At Tripoli’s General Hospital, a young girl pushes a wheelchair into the physiotherapy room. Sat in the wheelchair, Abdel Azzim, 20 years old, looks tired. Watching his sister help him onto the hospital bed for his rehabilitation session, it is hard to imagine that just a few years ago, this young man was a happy, outgoing teenager. Today, his smile is replaced by a tormented look and he can hardly move his body at all.
"I was at home when the bombing took place," he says. "What else is there to say? I was hit in the back by shrapnel, that's all," Abdel Azzim's eyes darken. "I have been a refugee here for two years... two years. And there is no sign of the war ending. Nothing seems to change. I feel like I have no future." The Syrian then briefly talks about his life before the war. His high school, his friends, the little bit of French he had learned in class. Then his eyes glaze over again and he adds, "I prefer to forget about it, actually. I used to have memories, but not anymore." Abdel Azzim suffered bombing raids and torture over a period of several years. His physical and mental scars will never totally heal.

▶ [Task set]:
1. Using the passage about Abdel Azzim, decide whether each statement agrees with it: (a) Abdel Azzim is 20 years old. (b) Abdel Azzim was away from home when the bombing hit. (c) Abdel Azzim has been a refugee for three years. For each, answer yes or no and quote the words that decide it.
2. Write the next part of the passage about Abdel Azzim, picking up after its final sentence.

▶ [Information provided]:
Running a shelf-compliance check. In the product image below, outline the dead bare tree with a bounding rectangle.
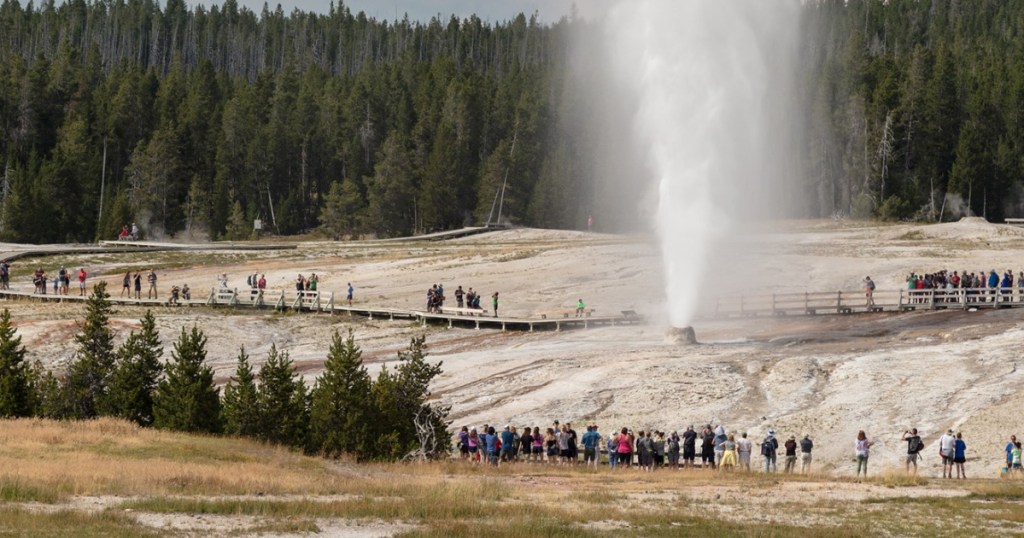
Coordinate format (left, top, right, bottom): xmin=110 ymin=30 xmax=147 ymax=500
xmin=402 ymin=406 xmax=445 ymax=461
xmin=878 ymin=111 xmax=895 ymax=206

▶ [Set of answers]:
1.
(a) Yes: "Abdel Azzim, 20 years old"
(b) No: "I was at home when the bombing took place"
(c) No: "I have been a refugee here for two years"

2.
"We are doing our best to help him," explains Abdullah, a Handicap International social worker. "I've offered Abdel Azzim and his family psychological support so they can express what they are feeling and speak about the difficulties they encounter." Wassila, a physiotherapist, adds, "Our sessions will help Abdel Azzim to walk a little, with a walking frame and orthoses, because he is not completely paralysed. We can't change what he has been through, but we are here to remind him that all is not lost."